Passage for review |
★ ★ ★ ★ ★

Three-deckers were most commonly built in the emerging industrial cities of central New England between 1870 and 1920. There are large concentrations in Massachusetts and Rhode Island. Worcester, Massachusetts, was the likely origin of the type, attributed to Francis Gallagher (1830–1911), though other cities make the same claim. Three-deckers can be found in the former industrial centers of New Hampshire, Maine, and Connecticut, as well as the New York City area (particularly in northern New Jersey and Yonkers) and Upstate New York, where they are commonly seen as far west as Utica. Three-deckers are also found in Canadian cities with strong ties to New England, particularly Halifax, though they are less ubiquitous.

Three-deckers were primarily housing for working-class and middle-class families, often in multiple rows on narrow lots in the areas surrounding the factories. They were derided as poor-quality buildings, shoddily constructed from flammable balloon framing: a 1911 report by the Massachusetts State Housing Committee in Massachusetts decried the three-decker as "a flimsy fire-trap and a menace to human life". Anti-immigrant sentiment led to the Tenement Act in Massachusetts in 1912, which allowed municipalities to ban three-deckers; many did.

★ ★ ★ ★ ★

Provided information |
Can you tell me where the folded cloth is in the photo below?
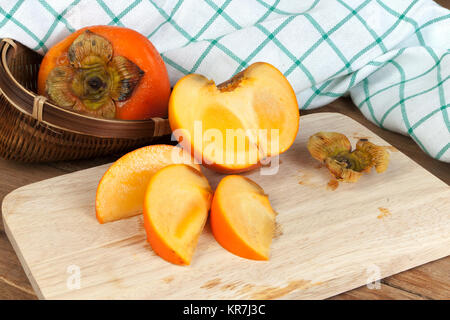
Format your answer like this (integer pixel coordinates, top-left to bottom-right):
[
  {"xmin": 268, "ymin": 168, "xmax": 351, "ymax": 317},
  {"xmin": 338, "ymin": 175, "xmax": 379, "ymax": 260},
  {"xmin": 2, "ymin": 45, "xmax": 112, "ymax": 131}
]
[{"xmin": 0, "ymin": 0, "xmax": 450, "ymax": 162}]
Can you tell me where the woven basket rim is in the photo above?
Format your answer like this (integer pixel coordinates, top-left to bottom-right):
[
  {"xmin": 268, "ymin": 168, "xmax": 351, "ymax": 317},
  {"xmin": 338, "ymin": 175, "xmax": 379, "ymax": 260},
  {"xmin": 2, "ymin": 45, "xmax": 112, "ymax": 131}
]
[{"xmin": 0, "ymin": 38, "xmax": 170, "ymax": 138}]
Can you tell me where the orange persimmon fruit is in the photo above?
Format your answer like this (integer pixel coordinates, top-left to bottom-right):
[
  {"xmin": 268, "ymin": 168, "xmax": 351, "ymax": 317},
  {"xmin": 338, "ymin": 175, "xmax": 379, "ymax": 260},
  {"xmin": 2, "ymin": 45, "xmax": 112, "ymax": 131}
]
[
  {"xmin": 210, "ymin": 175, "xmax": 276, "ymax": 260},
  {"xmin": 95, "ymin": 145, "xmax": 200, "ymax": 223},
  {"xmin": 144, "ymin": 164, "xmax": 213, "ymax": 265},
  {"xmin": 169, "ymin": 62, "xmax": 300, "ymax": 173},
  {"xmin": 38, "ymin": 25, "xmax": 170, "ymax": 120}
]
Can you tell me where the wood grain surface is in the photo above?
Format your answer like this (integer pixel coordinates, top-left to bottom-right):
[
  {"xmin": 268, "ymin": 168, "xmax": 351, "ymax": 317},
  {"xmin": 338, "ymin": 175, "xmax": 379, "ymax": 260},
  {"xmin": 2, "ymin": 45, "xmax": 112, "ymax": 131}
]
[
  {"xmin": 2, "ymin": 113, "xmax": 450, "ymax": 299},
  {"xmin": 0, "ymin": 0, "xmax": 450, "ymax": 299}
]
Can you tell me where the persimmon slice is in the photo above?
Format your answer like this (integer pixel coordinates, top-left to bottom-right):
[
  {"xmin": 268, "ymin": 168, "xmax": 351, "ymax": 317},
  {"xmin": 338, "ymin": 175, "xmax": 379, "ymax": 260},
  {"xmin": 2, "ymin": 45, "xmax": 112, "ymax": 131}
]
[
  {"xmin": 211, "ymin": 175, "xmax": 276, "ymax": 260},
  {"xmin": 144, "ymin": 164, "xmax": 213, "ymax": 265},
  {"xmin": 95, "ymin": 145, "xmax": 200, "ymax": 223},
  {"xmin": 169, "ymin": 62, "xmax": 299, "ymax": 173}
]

★ ★ ★ ★ ★

Carry on the account of New England three-decker housing from the point where it stops, keeping to its formal register.

It is estimated that by 1920 the city of Boston had over 15,000 three-decker houses. Areas such as Dorchester, Roxbury, Mattapan, and Jamaica Plain were popular with the emerging middle class and became "streetcar suburbs" as transportation systems expanded from the older, core sections of the city. Typically, the affordable three-decker homes attracted live-in landlords who would collect rent from the other two apartments.

In Worcester, Massachusetts, sewer connection charges were based on street frontage, so builders favored houses with as little frontage as possible. This is one reason why three-deckers are often situated on narrow lots with their smaller sides at the front and rear.

In the textile mill city of Fall River, Massachusetts, thousands of wood-framed multi-family tenements were built by the mill owners during the boom years of the 1870s to house their workers. Many more were built by private individuals who rented their apartments to the mill workers and their families. This style of housing differed greatly from the well-spaced boardinghouses of the early 19th century built in Lowell and Lawrence, Massachusetts, or the cottages of Rhode Island.

A different three-story style apartment house is also common in urban working-class neighborhoods in northern New Jersey (particularly in and around Newark, Jersey City and Paterson). They are sometimes locally referred to as "Bayonne Boxes".

Similar brick apartment buildings were built in Chicago in the 1910s and 1920s; there, they are locally referred to as "Three Flats".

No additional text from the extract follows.